**What you will do**: Nothing in the records may change. Output them all exactly.

>>

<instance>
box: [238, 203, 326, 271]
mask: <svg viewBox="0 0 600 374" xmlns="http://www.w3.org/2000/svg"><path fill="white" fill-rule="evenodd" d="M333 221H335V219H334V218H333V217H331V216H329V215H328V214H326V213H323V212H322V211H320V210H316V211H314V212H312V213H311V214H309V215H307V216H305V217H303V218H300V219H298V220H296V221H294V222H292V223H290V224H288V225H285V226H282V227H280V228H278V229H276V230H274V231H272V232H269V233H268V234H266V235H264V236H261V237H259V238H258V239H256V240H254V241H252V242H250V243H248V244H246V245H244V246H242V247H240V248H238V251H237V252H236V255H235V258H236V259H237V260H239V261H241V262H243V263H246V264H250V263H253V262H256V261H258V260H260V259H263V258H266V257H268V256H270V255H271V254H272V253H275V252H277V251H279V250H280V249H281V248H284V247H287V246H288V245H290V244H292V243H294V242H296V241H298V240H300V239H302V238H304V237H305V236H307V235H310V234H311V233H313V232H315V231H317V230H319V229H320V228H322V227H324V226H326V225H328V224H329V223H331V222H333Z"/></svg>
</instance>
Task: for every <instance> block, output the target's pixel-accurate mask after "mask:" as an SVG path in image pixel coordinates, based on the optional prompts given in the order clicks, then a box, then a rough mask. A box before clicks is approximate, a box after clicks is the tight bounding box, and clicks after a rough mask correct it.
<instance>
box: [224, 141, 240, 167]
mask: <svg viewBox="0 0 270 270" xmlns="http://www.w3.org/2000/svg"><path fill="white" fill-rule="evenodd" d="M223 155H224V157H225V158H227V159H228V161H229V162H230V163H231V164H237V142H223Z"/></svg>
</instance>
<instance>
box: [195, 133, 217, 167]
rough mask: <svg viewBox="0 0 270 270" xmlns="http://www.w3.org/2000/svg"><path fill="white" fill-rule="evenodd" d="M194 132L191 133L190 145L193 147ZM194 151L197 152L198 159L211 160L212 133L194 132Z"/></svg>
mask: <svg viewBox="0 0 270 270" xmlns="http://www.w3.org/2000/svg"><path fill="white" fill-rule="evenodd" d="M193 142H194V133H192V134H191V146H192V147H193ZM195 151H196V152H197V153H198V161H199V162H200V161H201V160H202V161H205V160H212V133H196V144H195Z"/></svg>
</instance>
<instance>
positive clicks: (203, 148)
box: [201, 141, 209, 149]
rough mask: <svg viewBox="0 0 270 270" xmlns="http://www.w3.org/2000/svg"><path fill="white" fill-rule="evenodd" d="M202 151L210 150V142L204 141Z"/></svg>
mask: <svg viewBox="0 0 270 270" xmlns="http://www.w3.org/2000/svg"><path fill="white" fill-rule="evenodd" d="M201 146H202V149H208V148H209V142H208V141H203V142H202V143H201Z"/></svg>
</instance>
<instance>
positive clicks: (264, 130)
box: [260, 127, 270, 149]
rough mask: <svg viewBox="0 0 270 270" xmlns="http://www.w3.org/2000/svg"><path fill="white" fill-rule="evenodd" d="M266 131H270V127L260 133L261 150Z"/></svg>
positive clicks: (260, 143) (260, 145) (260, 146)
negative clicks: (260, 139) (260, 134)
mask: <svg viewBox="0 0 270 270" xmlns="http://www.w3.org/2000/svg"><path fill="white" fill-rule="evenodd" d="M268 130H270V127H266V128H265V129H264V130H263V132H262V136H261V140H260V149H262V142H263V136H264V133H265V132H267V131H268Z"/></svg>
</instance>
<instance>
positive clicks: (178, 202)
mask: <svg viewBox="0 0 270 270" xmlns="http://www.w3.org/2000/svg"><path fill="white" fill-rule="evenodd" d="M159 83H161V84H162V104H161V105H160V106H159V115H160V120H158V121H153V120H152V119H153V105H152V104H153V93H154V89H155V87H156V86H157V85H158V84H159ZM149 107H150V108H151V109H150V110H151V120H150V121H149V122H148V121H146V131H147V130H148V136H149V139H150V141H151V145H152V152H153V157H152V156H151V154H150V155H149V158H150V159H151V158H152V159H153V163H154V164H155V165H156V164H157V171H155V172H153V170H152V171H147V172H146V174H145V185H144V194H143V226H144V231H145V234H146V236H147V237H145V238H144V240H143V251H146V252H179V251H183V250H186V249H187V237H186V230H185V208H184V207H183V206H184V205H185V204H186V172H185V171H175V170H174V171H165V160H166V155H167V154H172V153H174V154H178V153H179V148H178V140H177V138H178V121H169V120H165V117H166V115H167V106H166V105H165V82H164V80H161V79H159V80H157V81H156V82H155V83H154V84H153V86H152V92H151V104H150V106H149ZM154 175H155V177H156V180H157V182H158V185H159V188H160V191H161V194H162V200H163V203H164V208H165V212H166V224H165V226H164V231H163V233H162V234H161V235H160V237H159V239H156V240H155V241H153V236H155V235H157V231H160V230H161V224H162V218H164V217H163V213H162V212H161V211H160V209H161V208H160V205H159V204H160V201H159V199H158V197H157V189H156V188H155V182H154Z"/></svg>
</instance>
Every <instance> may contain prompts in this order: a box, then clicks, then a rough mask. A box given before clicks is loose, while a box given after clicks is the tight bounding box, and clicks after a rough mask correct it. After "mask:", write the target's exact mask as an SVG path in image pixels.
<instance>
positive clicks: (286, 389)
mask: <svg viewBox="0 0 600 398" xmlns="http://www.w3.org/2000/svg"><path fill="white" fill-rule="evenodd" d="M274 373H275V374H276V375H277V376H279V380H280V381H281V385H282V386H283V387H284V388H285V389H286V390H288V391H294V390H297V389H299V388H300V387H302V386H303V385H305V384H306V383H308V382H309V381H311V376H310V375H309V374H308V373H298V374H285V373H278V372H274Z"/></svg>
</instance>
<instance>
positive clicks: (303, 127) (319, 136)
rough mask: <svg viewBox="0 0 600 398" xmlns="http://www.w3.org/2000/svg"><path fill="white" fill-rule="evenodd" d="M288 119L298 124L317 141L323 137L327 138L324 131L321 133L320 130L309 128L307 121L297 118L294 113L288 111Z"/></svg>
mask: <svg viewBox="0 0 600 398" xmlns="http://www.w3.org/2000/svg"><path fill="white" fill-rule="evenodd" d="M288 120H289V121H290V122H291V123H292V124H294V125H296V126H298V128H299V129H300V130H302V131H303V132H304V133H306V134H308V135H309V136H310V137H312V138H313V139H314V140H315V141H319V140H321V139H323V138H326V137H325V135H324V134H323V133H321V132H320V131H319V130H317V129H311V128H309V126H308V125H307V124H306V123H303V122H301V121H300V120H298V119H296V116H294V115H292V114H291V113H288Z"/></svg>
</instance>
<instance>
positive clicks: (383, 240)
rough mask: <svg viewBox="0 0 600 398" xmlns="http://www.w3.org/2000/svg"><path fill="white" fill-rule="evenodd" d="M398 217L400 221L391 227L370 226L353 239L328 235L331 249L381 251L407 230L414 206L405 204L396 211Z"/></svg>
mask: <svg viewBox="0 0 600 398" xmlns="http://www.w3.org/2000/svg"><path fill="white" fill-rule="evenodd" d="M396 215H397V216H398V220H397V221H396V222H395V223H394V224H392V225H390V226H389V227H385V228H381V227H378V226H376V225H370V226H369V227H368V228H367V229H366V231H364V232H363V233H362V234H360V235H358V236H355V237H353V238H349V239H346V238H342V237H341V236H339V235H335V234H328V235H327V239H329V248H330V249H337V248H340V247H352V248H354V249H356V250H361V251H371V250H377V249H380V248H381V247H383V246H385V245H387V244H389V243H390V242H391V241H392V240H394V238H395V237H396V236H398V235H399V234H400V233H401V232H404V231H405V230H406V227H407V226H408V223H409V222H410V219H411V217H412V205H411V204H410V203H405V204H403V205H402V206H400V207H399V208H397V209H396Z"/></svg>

<<

**Written reply**:
<instance>
box: [238, 203, 326, 271]
mask: <svg viewBox="0 0 600 374" xmlns="http://www.w3.org/2000/svg"><path fill="white" fill-rule="evenodd" d="M333 221H335V219H334V218H333V217H331V216H329V215H328V214H326V213H323V212H322V211H320V210H316V211H314V212H312V213H311V214H309V215H307V216H305V217H303V218H300V219H298V220H296V221H294V222H292V223H290V224H288V225H285V226H282V227H280V228H278V229H276V230H274V231H272V232H269V233H268V234H266V235H264V236H261V237H259V238H258V239H256V240H254V241H252V242H250V243H248V244H246V245H244V246H242V247H240V248H238V251H237V252H236V255H235V258H236V259H237V260H239V261H241V262H243V263H246V264H250V263H253V262H256V261H258V260H260V259H263V258H266V257H268V256H270V255H271V254H272V253H275V252H277V251H279V250H280V249H281V248H284V247H287V246H288V245H290V244H292V243H294V242H296V241H298V240H300V239H302V238H304V237H305V236H307V235H310V234H311V233H313V232H315V231H317V230H319V229H320V228H322V227H324V226H326V225H328V224H329V223H331V222H333Z"/></svg>
</instance>
Task: for every <instance> block, output the target's pixel-accurate mask after "mask:" as an SVG path in image pixel coordinates, based on the optional prompts given in the order clicks, then a box, then a rough mask. A box before clicks is approximate, a box after clicks is the tight bounding box, and clicks after a rough mask correct it.
<instance>
box: [224, 141, 240, 167]
mask: <svg viewBox="0 0 270 270" xmlns="http://www.w3.org/2000/svg"><path fill="white" fill-rule="evenodd" d="M223 155H224V157H225V158H227V159H228V161H229V162H230V163H231V164H237V142H223Z"/></svg>
</instance>
<instance>
box: [195, 133, 217, 167]
rough mask: <svg viewBox="0 0 270 270" xmlns="http://www.w3.org/2000/svg"><path fill="white" fill-rule="evenodd" d="M194 132L191 133L190 145L193 147ZM194 151L197 152L198 159L211 160L212 133L194 132Z"/></svg>
mask: <svg viewBox="0 0 270 270" xmlns="http://www.w3.org/2000/svg"><path fill="white" fill-rule="evenodd" d="M193 142H194V133H192V134H191V146H192V147H193ZM195 151H196V152H197V153H198V161H199V162H200V161H201V160H202V161H205V160H212V133H196V144H195Z"/></svg>
</instance>
<instance>
positive clicks: (203, 148)
box: [201, 141, 209, 149]
rough mask: <svg viewBox="0 0 270 270" xmlns="http://www.w3.org/2000/svg"><path fill="white" fill-rule="evenodd" d="M202 151L210 150V142L204 141Z"/></svg>
mask: <svg viewBox="0 0 270 270" xmlns="http://www.w3.org/2000/svg"><path fill="white" fill-rule="evenodd" d="M201 146H202V149H208V148H209V142H208V141H203V142H202V143H201Z"/></svg>
</instance>
<instance>
positive clicks: (264, 130)
box: [260, 127, 270, 149]
rough mask: <svg viewBox="0 0 270 270" xmlns="http://www.w3.org/2000/svg"><path fill="white" fill-rule="evenodd" d="M266 131H270V127L260 133L261 150Z"/></svg>
positive clicks: (260, 143) (260, 145) (260, 146)
negative clicks: (260, 139) (260, 134)
mask: <svg viewBox="0 0 270 270" xmlns="http://www.w3.org/2000/svg"><path fill="white" fill-rule="evenodd" d="M268 130H270V127H266V128H265V129H264V130H263V132H262V136H261V140H260V149H262V142H263V136H264V133H265V132H267V131H268Z"/></svg>
</instance>
<instance>
positive clicks: (178, 202)
mask: <svg viewBox="0 0 270 270" xmlns="http://www.w3.org/2000/svg"><path fill="white" fill-rule="evenodd" d="M159 83H161V84H162V104H161V105H160V106H159V115H160V120H158V121H153V120H152V119H153V105H152V104H153V93H154V89H155V87H156V86H157V85H158V84H159ZM149 107H150V108H151V109H150V110H151V120H150V121H149V122H148V121H146V131H147V130H148V136H149V139H150V141H151V145H152V152H153V157H152V156H151V154H150V155H149V158H150V159H151V158H152V159H153V163H154V164H155V165H156V164H157V171H155V172H153V170H152V171H147V172H146V174H145V185H144V194H143V226H144V231H145V234H146V236H147V237H145V238H144V240H143V251H146V252H179V251H183V250H186V249H187V237H186V230H185V208H184V207H183V206H184V205H185V204H186V172H185V171H175V170H174V171H165V160H166V155H167V154H172V153H174V154H178V153H179V148H178V140H177V138H178V121H169V120H165V117H166V115H167V106H166V105H165V82H164V80H161V79H159V80H157V81H156V82H155V83H154V84H153V86H152V92H151V104H150V106H149ZM154 175H155V177H156V180H157V182H158V185H159V188H160V191H161V194H162V200H163V203H164V208H165V212H166V224H165V226H164V231H163V233H162V234H161V235H160V237H159V239H156V240H155V241H153V236H155V235H157V231H160V230H161V224H162V218H164V217H163V213H162V212H161V211H160V209H161V208H160V205H159V204H160V201H159V199H158V197H157V189H156V188H155V182H154Z"/></svg>
</instance>
Every <instance> may contain prompts in this order: a box, then clicks, then a rough mask. A box given before clicks is loose, while a box given after clicks is the tight bounding box, and clicks after a rough mask correct it. After "mask:", write the target's exact mask as an SVG path in image pixels.
<instance>
positive clicks: (286, 389)
mask: <svg viewBox="0 0 600 398" xmlns="http://www.w3.org/2000/svg"><path fill="white" fill-rule="evenodd" d="M274 373H275V374H276V375H277V376H279V380H280V381H281V385H282V386H283V387H284V388H285V389H286V390H288V391H294V390H297V389H299V388H300V387H302V386H303V385H305V384H306V383H308V382H309V381H311V376H310V375H309V374H308V373H298V374H285V373H278V372H274Z"/></svg>
</instance>
<instance>
positive clicks: (303, 127) (319, 136)
rough mask: <svg viewBox="0 0 600 398" xmlns="http://www.w3.org/2000/svg"><path fill="white" fill-rule="evenodd" d="M288 119L298 124L317 141L323 137L327 138L324 131L321 133L320 130L309 128L307 121L297 118L294 113L288 111Z"/></svg>
mask: <svg viewBox="0 0 600 398" xmlns="http://www.w3.org/2000/svg"><path fill="white" fill-rule="evenodd" d="M288 120H289V121H290V122H291V123H292V124H294V125H296V126H298V128H299V129H300V130H302V131H303V132H304V133H306V134H308V135H309V136H310V137H312V138H313V139H314V140H315V141H319V140H321V139H323V138H326V137H325V135H324V134H323V133H321V132H320V131H319V130H317V129H311V128H309V126H308V125H307V124H306V123H303V122H301V121H300V120H298V119H296V116H294V115H292V114H291V113H288Z"/></svg>
</instance>
<instance>
positive clicks: (383, 240)
rough mask: <svg viewBox="0 0 600 398" xmlns="http://www.w3.org/2000/svg"><path fill="white" fill-rule="evenodd" d="M398 217L400 221L391 227L370 226L353 239L328 235L331 249L381 251L407 230L414 206L405 204L396 211Z"/></svg>
mask: <svg viewBox="0 0 600 398" xmlns="http://www.w3.org/2000/svg"><path fill="white" fill-rule="evenodd" d="M396 215H397V216H398V220H397V221H396V222H395V223H394V224H392V225H390V226H389V227H385V228H381V227H378V226H376V225H370V226H369V227H368V228H367V229H366V231H364V232H363V233H362V234H360V235H358V236H355V237H353V238H349V239H346V238H342V237H341V236H339V235H335V234H328V235H327V239H329V248H330V249H337V248H340V247H352V248H354V249H356V250H361V251H371V250H377V249H380V248H381V247H383V246H385V245H387V244H389V243H390V242H391V241H392V240H394V238H395V237H396V236H398V235H399V234H400V233H401V232H404V231H405V230H406V227H407V226H408V223H409V222H410V219H411V217H412V205H411V204H410V203H405V204H403V205H402V206H400V207H399V208H397V209H396Z"/></svg>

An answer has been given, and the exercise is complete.